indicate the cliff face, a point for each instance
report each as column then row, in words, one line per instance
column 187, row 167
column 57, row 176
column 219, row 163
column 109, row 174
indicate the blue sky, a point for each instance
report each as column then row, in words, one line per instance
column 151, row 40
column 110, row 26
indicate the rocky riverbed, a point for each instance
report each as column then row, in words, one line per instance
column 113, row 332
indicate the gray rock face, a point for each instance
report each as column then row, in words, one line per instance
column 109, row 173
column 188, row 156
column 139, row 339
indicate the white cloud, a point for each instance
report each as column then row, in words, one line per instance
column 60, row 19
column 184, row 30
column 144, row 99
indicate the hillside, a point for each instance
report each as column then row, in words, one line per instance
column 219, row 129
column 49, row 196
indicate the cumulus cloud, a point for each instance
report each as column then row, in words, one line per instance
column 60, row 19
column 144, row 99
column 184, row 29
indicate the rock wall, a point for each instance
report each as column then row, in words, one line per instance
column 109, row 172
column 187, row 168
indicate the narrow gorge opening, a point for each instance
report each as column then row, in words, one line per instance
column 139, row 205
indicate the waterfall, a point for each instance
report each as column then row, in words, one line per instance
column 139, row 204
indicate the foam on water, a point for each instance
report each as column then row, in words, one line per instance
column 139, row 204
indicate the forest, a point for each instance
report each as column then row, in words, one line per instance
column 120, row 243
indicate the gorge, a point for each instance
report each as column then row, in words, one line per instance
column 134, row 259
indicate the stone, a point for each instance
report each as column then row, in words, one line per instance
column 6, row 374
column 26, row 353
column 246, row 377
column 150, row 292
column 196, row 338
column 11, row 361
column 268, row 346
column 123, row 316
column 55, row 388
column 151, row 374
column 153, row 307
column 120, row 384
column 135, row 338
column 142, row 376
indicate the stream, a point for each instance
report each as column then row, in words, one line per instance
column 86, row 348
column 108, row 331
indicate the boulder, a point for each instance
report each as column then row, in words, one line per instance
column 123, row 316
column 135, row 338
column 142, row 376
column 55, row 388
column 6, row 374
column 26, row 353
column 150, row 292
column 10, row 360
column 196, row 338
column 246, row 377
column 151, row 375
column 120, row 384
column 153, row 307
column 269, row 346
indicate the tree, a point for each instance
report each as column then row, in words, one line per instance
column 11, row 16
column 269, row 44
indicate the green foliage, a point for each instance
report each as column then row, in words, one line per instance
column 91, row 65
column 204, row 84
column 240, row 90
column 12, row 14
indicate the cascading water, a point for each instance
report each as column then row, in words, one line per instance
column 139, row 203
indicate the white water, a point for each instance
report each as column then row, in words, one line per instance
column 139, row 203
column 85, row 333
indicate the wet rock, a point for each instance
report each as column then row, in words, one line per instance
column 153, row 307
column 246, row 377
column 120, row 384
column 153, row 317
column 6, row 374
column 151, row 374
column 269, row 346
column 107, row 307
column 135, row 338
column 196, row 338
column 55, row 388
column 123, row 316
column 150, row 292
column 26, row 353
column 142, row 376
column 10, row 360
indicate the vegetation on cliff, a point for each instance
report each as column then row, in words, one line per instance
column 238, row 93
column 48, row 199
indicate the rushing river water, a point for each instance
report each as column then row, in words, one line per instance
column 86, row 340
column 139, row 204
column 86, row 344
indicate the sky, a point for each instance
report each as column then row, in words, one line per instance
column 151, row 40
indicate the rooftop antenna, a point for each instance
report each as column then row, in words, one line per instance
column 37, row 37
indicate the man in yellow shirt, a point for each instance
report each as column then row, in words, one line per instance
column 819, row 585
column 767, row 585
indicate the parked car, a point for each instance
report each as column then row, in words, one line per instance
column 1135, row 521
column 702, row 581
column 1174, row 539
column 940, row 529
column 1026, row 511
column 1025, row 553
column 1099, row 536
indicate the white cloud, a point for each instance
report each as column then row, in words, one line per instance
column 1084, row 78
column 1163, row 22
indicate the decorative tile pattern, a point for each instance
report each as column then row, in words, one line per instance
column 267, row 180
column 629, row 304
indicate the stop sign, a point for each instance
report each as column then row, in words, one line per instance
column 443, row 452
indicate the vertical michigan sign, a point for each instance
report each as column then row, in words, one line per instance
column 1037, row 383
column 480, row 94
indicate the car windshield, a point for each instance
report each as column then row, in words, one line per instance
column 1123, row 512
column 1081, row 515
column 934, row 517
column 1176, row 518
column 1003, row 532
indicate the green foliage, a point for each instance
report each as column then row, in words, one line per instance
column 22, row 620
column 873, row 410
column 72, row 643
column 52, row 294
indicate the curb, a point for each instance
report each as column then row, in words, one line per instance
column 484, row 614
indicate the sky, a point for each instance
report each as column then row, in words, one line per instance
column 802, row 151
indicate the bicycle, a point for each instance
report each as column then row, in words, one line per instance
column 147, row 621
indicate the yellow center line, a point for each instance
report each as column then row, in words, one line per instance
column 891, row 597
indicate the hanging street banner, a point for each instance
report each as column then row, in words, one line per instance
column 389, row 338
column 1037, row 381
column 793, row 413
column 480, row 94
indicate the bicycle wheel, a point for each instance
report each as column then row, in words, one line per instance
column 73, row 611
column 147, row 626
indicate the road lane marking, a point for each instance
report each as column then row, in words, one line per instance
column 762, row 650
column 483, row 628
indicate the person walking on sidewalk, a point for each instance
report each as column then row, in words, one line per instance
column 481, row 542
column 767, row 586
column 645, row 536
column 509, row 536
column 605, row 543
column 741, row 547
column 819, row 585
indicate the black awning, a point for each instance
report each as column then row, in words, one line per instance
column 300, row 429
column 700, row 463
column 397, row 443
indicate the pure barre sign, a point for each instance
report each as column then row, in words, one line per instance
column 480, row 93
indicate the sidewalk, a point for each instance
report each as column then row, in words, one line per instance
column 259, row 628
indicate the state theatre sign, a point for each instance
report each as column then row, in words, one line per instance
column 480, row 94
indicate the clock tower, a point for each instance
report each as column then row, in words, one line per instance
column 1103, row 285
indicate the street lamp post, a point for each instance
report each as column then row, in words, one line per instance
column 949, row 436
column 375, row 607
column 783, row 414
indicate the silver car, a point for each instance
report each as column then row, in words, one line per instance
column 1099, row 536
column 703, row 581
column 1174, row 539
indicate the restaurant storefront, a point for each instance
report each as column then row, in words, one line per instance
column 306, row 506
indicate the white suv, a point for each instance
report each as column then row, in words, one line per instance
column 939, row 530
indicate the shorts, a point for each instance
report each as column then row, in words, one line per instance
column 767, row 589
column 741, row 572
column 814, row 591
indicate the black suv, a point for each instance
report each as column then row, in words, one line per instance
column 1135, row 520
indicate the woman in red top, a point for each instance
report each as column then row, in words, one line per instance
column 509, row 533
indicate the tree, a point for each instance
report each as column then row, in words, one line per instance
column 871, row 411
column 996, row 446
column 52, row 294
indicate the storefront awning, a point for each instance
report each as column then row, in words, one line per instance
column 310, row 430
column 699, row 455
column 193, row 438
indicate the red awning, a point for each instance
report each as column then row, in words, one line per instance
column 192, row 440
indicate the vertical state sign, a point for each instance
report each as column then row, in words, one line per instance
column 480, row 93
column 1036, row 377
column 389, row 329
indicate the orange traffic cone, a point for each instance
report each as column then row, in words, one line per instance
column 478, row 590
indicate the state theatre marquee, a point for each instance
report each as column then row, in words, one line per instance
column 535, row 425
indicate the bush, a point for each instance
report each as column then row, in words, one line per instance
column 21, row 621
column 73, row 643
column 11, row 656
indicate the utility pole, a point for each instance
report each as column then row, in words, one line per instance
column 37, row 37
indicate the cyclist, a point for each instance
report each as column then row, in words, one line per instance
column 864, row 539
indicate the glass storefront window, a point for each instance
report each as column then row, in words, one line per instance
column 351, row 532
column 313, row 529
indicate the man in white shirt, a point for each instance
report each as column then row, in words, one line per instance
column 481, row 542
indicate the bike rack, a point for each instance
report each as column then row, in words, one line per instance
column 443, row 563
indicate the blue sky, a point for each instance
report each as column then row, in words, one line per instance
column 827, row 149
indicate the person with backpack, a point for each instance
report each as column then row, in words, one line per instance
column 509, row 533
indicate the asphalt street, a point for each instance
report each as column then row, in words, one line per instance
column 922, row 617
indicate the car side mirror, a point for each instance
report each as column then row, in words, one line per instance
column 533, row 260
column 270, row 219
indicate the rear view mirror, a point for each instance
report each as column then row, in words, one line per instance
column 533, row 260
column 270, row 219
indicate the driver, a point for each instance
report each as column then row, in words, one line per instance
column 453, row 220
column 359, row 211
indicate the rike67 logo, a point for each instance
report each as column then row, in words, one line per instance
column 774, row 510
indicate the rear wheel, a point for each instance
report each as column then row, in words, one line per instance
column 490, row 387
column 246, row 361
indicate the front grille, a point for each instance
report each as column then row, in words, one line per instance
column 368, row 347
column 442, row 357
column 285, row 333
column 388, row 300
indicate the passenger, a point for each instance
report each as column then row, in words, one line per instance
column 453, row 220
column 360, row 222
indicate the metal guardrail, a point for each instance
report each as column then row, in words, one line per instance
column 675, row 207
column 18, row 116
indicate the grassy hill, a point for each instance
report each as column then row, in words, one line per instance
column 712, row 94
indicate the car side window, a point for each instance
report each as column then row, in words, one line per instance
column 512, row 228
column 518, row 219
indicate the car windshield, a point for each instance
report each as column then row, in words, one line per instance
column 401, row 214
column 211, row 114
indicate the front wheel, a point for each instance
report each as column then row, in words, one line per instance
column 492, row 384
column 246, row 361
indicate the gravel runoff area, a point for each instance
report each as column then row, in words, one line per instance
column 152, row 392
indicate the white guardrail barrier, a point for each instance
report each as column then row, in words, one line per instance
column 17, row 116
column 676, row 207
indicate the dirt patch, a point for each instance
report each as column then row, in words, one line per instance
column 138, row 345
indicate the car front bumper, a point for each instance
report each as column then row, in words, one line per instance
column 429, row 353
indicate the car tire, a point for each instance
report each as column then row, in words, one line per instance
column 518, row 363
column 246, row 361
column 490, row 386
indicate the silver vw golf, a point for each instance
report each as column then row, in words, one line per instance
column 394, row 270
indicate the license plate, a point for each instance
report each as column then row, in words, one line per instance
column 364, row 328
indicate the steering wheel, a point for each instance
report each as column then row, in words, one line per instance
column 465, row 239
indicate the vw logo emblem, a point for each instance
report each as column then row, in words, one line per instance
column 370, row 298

Exercise description |
Go through the listing above and return each line where the word "logo" occurs.

Solution |
indicate the rike67 logo, a point for each instance
indicate the vw logo emblem, a point for each instance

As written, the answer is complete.